___ DATASET EXCERPTS

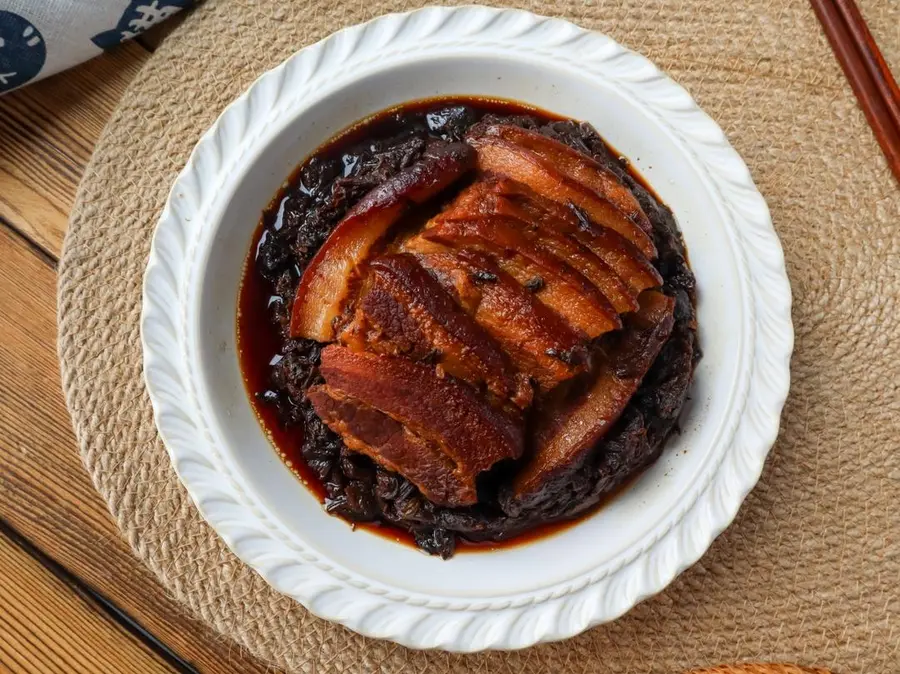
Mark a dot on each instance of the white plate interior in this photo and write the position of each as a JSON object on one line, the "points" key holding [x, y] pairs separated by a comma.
{"points": [[599, 543]]}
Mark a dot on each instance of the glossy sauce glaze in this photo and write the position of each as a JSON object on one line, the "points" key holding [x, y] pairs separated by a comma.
{"points": [[260, 344]]}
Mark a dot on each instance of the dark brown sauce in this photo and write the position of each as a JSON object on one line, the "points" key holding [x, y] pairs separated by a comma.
{"points": [[258, 340]]}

______

▶ _THE PROBLEM_
Write down exactly the line with "Mark a dot on each instance of the dark", then each line after it through the end of the data.

▶ _SOLUTION TO THIS EXERCISE_
Mark a dot on each instance of the dark brown sauce in this photo and write the position of each as a JSON object on one line, the "points" key holding [x, y] pairs separated by a comma.
{"points": [[258, 340]]}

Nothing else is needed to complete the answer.